## DIRECTION
Repeat all of the material below word for word, keeping every line.

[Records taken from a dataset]
---------------
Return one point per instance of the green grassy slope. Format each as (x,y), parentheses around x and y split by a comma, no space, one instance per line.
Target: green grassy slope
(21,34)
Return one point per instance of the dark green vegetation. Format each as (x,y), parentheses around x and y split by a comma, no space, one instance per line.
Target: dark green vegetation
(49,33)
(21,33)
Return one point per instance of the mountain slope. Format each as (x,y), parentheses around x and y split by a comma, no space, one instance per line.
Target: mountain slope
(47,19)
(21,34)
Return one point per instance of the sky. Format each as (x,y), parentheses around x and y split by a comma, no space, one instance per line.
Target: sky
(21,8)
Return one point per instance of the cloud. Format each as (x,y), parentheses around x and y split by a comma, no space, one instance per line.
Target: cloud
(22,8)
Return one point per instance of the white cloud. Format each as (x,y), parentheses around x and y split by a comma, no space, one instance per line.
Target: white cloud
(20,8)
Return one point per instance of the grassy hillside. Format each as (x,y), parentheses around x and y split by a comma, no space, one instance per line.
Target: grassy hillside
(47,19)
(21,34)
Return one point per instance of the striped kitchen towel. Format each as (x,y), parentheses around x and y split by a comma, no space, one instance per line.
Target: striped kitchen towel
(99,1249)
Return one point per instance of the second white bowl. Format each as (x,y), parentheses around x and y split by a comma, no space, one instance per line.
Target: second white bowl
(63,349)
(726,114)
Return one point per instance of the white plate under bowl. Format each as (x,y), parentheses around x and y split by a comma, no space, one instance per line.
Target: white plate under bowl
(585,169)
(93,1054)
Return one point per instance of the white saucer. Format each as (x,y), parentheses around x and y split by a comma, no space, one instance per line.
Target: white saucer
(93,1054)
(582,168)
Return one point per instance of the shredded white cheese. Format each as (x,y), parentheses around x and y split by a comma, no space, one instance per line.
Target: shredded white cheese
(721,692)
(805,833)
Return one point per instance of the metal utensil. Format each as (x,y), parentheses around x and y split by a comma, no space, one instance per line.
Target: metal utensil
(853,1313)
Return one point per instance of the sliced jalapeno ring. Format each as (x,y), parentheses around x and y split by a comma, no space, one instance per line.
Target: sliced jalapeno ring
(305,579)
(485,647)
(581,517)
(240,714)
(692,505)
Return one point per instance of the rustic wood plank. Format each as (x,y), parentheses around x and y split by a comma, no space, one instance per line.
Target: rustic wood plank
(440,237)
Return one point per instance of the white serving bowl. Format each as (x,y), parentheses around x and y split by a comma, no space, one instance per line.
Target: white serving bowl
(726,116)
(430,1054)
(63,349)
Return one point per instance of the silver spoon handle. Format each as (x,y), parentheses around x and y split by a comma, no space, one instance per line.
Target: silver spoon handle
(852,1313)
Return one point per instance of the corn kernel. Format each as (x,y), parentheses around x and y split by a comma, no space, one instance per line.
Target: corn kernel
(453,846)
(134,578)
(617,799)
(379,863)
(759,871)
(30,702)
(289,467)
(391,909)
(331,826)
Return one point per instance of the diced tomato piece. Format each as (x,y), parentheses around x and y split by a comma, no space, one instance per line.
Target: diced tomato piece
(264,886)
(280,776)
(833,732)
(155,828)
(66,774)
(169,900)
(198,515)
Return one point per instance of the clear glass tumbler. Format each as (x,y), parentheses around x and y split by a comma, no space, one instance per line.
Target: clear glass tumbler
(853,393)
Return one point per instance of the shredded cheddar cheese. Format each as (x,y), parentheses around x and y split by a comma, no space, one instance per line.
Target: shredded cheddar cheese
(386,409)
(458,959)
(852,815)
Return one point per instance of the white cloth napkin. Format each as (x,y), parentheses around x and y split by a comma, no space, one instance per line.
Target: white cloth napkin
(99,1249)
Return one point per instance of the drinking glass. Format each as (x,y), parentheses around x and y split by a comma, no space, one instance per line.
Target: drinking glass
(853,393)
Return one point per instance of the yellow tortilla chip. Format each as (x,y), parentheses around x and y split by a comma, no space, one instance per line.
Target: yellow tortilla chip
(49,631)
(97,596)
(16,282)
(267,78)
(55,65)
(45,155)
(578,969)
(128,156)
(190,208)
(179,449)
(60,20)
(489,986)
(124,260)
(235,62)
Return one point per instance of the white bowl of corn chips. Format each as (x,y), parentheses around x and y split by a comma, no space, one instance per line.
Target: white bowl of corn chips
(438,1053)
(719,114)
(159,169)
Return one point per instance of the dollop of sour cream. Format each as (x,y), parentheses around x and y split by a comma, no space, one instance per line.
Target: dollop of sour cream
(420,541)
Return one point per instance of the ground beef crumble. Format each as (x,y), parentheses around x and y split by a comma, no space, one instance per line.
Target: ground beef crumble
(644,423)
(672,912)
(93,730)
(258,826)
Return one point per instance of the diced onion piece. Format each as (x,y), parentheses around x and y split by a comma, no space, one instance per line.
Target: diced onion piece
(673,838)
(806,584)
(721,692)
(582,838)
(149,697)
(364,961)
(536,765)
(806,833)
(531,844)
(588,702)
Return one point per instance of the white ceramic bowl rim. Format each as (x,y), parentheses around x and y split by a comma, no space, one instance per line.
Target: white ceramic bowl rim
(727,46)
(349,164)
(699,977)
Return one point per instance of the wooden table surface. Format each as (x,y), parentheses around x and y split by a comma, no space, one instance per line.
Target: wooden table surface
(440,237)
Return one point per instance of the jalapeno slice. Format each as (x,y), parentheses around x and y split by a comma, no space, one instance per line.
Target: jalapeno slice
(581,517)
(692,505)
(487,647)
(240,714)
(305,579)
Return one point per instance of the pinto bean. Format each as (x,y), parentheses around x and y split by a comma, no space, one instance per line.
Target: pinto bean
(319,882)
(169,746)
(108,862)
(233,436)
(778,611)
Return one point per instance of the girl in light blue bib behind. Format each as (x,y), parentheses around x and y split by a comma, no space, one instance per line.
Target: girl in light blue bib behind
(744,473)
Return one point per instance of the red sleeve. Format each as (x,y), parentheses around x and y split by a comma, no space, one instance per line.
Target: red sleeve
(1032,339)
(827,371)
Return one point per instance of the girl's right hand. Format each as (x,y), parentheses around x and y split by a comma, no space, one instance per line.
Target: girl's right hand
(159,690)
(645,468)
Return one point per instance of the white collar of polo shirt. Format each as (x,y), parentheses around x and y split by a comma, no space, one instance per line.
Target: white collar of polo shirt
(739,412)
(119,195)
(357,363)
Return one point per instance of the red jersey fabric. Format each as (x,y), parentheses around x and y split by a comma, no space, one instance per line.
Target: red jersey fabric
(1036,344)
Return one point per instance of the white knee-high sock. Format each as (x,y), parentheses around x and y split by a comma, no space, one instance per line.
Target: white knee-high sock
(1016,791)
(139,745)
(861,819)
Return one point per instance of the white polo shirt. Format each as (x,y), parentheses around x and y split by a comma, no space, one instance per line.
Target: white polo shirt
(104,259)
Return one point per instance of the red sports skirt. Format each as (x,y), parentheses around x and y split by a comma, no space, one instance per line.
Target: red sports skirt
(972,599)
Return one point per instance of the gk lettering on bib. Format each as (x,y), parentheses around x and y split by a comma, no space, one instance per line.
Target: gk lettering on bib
---------------
## SOLUTION TO THIS TASK
Return one point per instance of the green grassy slope. Format each as (x,y), parentheses around x and y split by a comma, no space, one instance per line.
Target: green grassy slope
(21,34)
Return one point per instance of the dark green vegetation. Format each as (x,y), parentheses around x and y split by a comma, no space, one instance per line.
Target: dark green vegetation
(49,33)
(21,33)
Return one point per instance of the mountain slope. Format each as (x,y), parentheses around x and y split by a comma, no space, one instance per line.
Target: mountain slope
(47,19)
(21,34)
Return one point per instance of the sky. Format each as (x,y), parentheses around x and y split by a comma, no space, one instance per line.
Target: sky
(21,8)
Return one point per instance of the cloud. Format each as (x,y), parentheses around x and y split by a comma, no space, one instance per line.
Target: cloud
(22,8)
Return one point per instance of the white cloud. Format each as (x,y), parentheses around x and y split by a comma, no space, one instance per line.
Target: white cloud
(20,8)
Return one point per instance of the grassy hillside. Format each as (x,y), parentheses around x and y split by a comma, no space, one instance per line.
Target: grassy hillside
(47,19)
(21,34)
Return one point per instance of the striped kitchen towel. Format each as (x,y), parentheses around x and y split by a comma, no space, one instance per line.
Target: striped kitchen towel
(99,1249)
Return one point per instance of the second white bowl. Format each as (x,y), parentheses around x and y split by a comma, no space, one instance per line.
Target: second white bowl
(63,349)
(726,114)
Return one point per instance of the white plate under bowl. Format each as (x,y), parentheses around x and y split by a comma, no space, one instance per line.
Target: white plate under bowl
(585,169)
(93,1054)
Return one point per instance of the white saucer. Format each as (x,y), parentheses around x and y split by a comma, no space, one instance per line.
Target: white saucer
(93,1054)
(582,168)
Return one point per instance of the shredded white cheese. Format each as (x,y), parentheses around x and y split by a comma, no space, one instance per line.
Target: shredded white cheese
(721,692)
(805,833)
Return one point per instance of the metal utensil. Format each as (x,y), parentheses around x and y split by a comma, no space, one instance per line.
Target: metal utensil
(853,1313)
Return one point per instance of the sliced jalapeno ring. Format each as (x,y), parentheses around x and y split by a comma, no space, one instance per line.
Target: sliced jalapeno ring
(305,579)
(485,647)
(581,517)
(240,714)
(692,505)
Return one point per instance of the rustic wood plank. Format each as (x,y), parentheses around x and y split by a comma, no space, one instance per line.
Target: rustic wood plank
(440,237)
Return one point per instance of the white serving bowl. Format each as (x,y), parentheses around x and y split by a comma, no space, one instance per line.
Target: white serving bowl
(726,116)
(430,1054)
(63,349)
Return one point per instance of the silver spoon handle. Format each as (x,y), parentheses around x and y split by a comma, no space, one instance per line.
Target: silver spoon handle
(852,1313)
Return one point per instance of the corn kernel. Format each as (x,y), parentheses around x and y split by a comma, no space, one instance per line.
Target: corn kernel
(453,846)
(134,578)
(617,799)
(379,863)
(759,871)
(30,702)
(289,467)
(391,909)
(331,826)
Return one point per instance of the diced tomato piece. Format each as (x,y), parentheses around x and y split by a comma, no space, one instance per line.
Target: diced tomato piece
(264,886)
(280,776)
(833,732)
(155,828)
(66,774)
(169,900)
(198,515)
Return one point per instance of the clear glass tumbler. Format each as (x,y), parentheses around x and y split by a comma, no space, one instance per line.
Target: clear glass tumbler
(853,393)
Return one point per instance of the shredded cheddar cheese. Format each as (x,y), parentheses around x and y split by a comma, no space, one instance per line.
Target: shredded cheddar cheese
(386,409)
(458,959)
(852,815)
Return one point per instance of the white cloth napkin. Format each as (x,y), parentheses around x and y split by a comma, no space, one instance per line.
Target: white cloth napkin
(99,1249)
Return one point per instance of the drinking glass. Format each as (x,y), parentheses around x and y split by a comma, no space, one instance per line.
Target: drinking glass
(853,393)
Return one point per instance of the yellow tortilla chip. Format each as (x,y), parentheses around x and y split by a comma, no space, one instance per line.
Target: yellow tortilla chip
(49,631)
(97,596)
(16,282)
(267,78)
(55,65)
(45,155)
(578,969)
(128,156)
(190,208)
(179,449)
(60,20)
(489,986)
(124,260)
(235,62)
Return one point per instance of the white bowl of corn chips. Format each as (x,y), parentheses around x and y split by a comma, no space, one instance per line.
Target: white bowl of corn chips
(438,1053)
(719,114)
(159,169)
Return one point per instance of the dollop of sour cream. Format each as (x,y), parentheses around x and y split by a comma, no space, one instance per line.
Target: dollop of sour cream
(420,541)
Return one point per instance of the ground beef crumble. Format each as (x,y), parentheses around x and y split by a comma, no space, one instance per line.
Target: ground beef crumble
(644,423)
(672,912)
(93,730)
(258,826)
Return one point per instance of the diced onion piece. Format each as (x,y), parentheses around x and y split by a comma, no space, one instance per line.
Target: diced onion piece
(673,838)
(806,584)
(721,692)
(582,838)
(149,697)
(364,961)
(536,765)
(806,833)
(531,844)
(588,702)
Return one point per instance of the white ceramic bowl rim. Format each as (x,y), parentheses around x and y split by a comma, no space, one instance per line.
Target: white ceramic bowl rim
(727,46)
(349,164)
(699,977)
Return one point per instance of the wooden table surface. Format each as (x,y), parentheses around x and y split by a comma, no space, one instance per line.
Target: wooden table surface
(440,237)
Return one point per instance of the jalapeno slice. Format each as (x,y), parentheses around x and y split by a comma, no space, one instance per line.
Target: jalapeno slice
(581,517)
(692,505)
(487,647)
(240,714)
(305,579)
Return one point per instance of the pinto bean. Format each as (x,y), parentheses around x and y split by a comma, no space, one instance per line.
Target: pinto bean
(319,882)
(169,746)
(108,862)
(233,436)
(778,611)
Return one point per instance of the girl in light blue bib behind. Format each as (x,y), parentheses around x and y split by a comma, no space, one instance per line.
Target: girl in light blue bib behind
(744,473)
Return one point per instance of the red sleeve. Format each as (x,y), parentheses around x and y split by a comma, no space, one instance per line.
Target: red sleeve
(1032,339)
(827,371)
Return one point per instance of the girl's right hand. Format each as (x,y), parentheses around x and y split by a comma, no space, one instance per line.
Target: girl's right hand
(159,690)
(645,468)
Return one point per instance of the white collar of polo shirt. Format each as (x,y), parentheses around x and y split by a comma, no space, one instance per line.
Target: white collar of polo shirt
(739,412)
(119,195)
(357,363)
Return one point per instance of the red jersey fabric. Format each as (x,y), parentheses around x and y split by a comma, no space, one instance per line.
Target: red jersey fabric
(1036,344)
Return one point per instance of the white knee-high sock. Format each as (x,y), parentheses around x and y split by a comma, no space, one instance per line.
Target: white knee-high sock
(1016,791)
(139,745)
(861,819)
Return one point per instance of the white polo shirt. Format each as (x,y), parentheses around x and y split by a comma, no space, one instance per line.
Target: white polo shirt
(104,259)
Return one point per instance of the red sports skirt. Format each as (x,y), parentheses around x and y split by a comma, no space, one instance per line.
Target: red sports skirt
(972,599)
Return one point per instance of the gk lettering on bib. Format each as (x,y), parentheses around x and y split by a comma, no space, one instance per line.
Target: gk lettering on bib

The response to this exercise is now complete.